**WHAT NEEDS TO BE DONE:** Convert the lines of the items below into a Markdown table with a "Number" column for the row number and a "Text" column for the line, skipping blank lines and leaving out the pictures.

**SOURCE DATA:**

-- START --

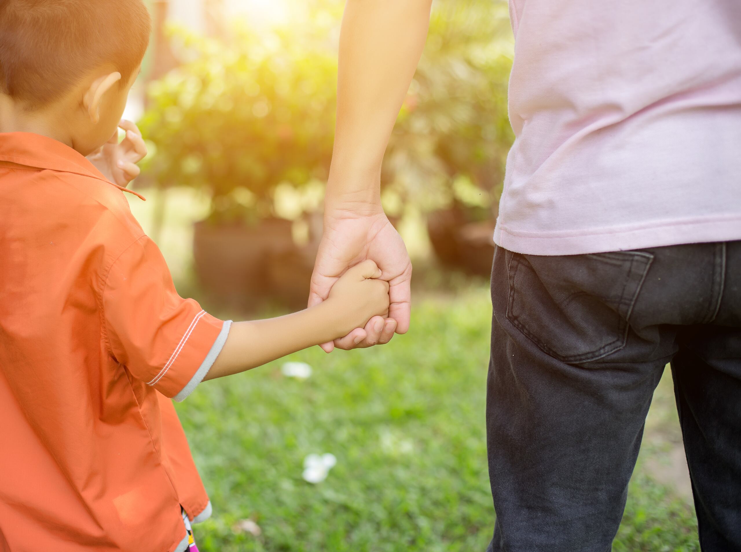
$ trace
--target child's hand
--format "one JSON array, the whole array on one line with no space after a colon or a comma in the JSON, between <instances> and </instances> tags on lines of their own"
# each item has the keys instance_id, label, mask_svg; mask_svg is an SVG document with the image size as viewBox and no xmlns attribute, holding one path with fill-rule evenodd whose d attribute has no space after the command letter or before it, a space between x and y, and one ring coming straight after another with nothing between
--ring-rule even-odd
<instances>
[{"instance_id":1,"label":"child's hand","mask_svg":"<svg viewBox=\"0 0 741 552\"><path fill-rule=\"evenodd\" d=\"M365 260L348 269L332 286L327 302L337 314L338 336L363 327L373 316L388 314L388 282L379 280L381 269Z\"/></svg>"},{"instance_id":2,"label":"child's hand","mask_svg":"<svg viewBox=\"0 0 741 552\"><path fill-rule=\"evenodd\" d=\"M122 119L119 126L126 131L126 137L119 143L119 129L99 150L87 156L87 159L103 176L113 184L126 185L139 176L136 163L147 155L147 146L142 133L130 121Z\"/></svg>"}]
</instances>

-- END --

**SOLVED EXERCISE:**
| Number | Text |
|---|---|
| 1 | $ trace |
| 2 | --target child's hand |
| 3 | --format "one JSON array, the whole array on one line with no space after a colon or a comma in the JSON, between <instances> and </instances> tags on lines of their own" |
| 4 | # each item has the keys instance_id, label, mask_svg; mask_svg is an SVG document with the image size as viewBox and no xmlns attribute, holding one path with fill-rule evenodd whose d attribute has no space after the command letter or before it, a space between x and y, and one ring coming straight after another with nothing between |
| 5 | --ring-rule even-odd |
| 6 | <instances> |
| 7 | [{"instance_id":1,"label":"child's hand","mask_svg":"<svg viewBox=\"0 0 741 552\"><path fill-rule=\"evenodd\" d=\"M365 260L348 269L332 286L327 302L337 314L338 336L363 327L373 316L388 314L388 282L379 280L381 269Z\"/></svg>"},{"instance_id":2,"label":"child's hand","mask_svg":"<svg viewBox=\"0 0 741 552\"><path fill-rule=\"evenodd\" d=\"M122 119L119 126L126 131L126 137L119 143L119 129L99 150L87 156L87 159L103 176L113 184L126 185L139 176L136 163L147 155L147 146L142 133L130 121Z\"/></svg>"}] |
| 8 | </instances> |